Your goal
Once you have read the data below, set it all down again exactly.

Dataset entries

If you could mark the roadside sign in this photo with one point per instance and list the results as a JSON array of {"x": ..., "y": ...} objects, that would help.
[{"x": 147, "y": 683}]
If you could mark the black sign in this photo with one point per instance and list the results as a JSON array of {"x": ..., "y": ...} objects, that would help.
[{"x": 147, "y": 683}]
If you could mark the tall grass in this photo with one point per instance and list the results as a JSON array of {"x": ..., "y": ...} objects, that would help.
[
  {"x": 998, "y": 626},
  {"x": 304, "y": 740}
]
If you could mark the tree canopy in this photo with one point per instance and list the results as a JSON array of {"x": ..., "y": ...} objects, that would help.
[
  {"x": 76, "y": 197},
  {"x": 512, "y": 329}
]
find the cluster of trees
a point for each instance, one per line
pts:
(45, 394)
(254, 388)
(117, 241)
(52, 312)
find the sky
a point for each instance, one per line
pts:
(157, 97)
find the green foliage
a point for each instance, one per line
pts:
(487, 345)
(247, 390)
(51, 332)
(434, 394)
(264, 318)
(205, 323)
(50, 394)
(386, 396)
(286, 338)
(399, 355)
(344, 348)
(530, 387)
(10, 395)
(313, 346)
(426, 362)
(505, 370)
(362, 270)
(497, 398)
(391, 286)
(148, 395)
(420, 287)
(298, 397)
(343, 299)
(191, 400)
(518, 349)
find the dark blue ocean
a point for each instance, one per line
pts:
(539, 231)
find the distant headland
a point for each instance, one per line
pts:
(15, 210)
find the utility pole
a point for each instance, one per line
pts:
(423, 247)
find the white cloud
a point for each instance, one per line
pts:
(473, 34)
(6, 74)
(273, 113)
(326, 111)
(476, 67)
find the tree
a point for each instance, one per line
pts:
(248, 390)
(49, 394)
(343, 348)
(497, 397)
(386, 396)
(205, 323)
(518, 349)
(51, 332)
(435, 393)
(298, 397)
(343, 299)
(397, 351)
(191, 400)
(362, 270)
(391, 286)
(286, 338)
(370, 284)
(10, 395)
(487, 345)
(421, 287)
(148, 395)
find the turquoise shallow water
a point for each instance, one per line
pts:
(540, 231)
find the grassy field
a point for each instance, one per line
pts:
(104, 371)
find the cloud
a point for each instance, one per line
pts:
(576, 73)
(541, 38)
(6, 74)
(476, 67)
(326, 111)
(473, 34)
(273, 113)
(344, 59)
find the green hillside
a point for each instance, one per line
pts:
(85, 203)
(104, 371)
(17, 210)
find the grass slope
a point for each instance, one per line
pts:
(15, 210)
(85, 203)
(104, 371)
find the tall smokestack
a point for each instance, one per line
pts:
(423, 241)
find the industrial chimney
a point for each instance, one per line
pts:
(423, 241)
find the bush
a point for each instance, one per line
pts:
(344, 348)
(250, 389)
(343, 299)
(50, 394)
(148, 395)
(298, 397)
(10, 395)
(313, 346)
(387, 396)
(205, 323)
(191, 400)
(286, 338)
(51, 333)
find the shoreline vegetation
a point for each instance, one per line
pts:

Response box
If you could mark the roadside sign in this photo with one point per instance and list the results as a JSON array of {"x": ..., "y": ...} objects, that would help.
[{"x": 147, "y": 683}]
If you could mark the black sign in this photo with one point per instance and list the results as a JSON array of {"x": ..., "y": ...} objects, that would help.
[{"x": 147, "y": 683}]
If you could mark the tall grass in this photo with one point per instance and list the results as a JSON array of {"x": ..., "y": ...} objects, that would help.
[
  {"x": 998, "y": 626},
  {"x": 304, "y": 740}
]
If you could mark the tree canopy in this photo with one point per instance and list the results as a JSON array of {"x": ..., "y": ...} objects, that would help.
[
  {"x": 76, "y": 197},
  {"x": 512, "y": 329}
]
find the cluster of trees
a point for each instance, one per line
pts:
(45, 394)
(254, 388)
(117, 241)
(52, 312)
find the sky
a point for each instance, one per line
pts:
(157, 97)
find the green foliage
a point for each instance, one per line
pts:
(487, 345)
(247, 390)
(51, 332)
(434, 394)
(264, 318)
(205, 323)
(50, 394)
(386, 396)
(286, 338)
(399, 355)
(344, 348)
(530, 387)
(10, 395)
(313, 346)
(426, 362)
(505, 370)
(362, 270)
(497, 398)
(391, 286)
(148, 395)
(420, 287)
(298, 397)
(343, 299)
(191, 400)
(518, 349)
find the dark blue ocean
a point for each instance, one per line
pts:
(539, 231)
find the distant headland
a point for each instance, one per line
pts:
(15, 210)
find the utility pole
a point for each instance, one per line
pts:
(423, 247)
find the white cloud
a point for each instance, one per line
pts:
(473, 34)
(6, 74)
(273, 113)
(326, 111)
(476, 67)
find the tree
a point for each instance, one per line
pts:
(248, 390)
(49, 394)
(343, 348)
(497, 397)
(386, 396)
(205, 323)
(518, 349)
(51, 332)
(435, 393)
(298, 397)
(343, 299)
(397, 351)
(191, 400)
(362, 270)
(391, 286)
(286, 338)
(370, 284)
(10, 395)
(487, 345)
(421, 287)
(148, 395)
find the turquoise shallow water
a point for each instance, one per line
pts:
(540, 231)
find the grassy field
a point for each instance, one per line
pts:
(104, 371)
find the cloud
a point for each instance, one per line
pts:
(576, 73)
(541, 38)
(6, 74)
(476, 67)
(326, 111)
(473, 34)
(273, 113)
(344, 59)
find the green hillside
a point for each instance, one per line
pts:
(85, 203)
(104, 371)
(17, 210)
find the grass slope
a point for each instance, one per line
pts:
(15, 210)
(85, 203)
(104, 371)
find the tall smokestack
a point for each instance, one per line
pts:
(423, 241)
find the industrial chimney
a point for each instance, one per line
pts:
(423, 241)
find the bush
a point for each instance, one per line
pts:
(344, 348)
(250, 389)
(343, 299)
(50, 394)
(148, 395)
(298, 397)
(10, 395)
(313, 346)
(387, 396)
(205, 323)
(191, 400)
(286, 338)
(51, 333)
find the shoreline vegetation
a point for each instance, one per line
pts:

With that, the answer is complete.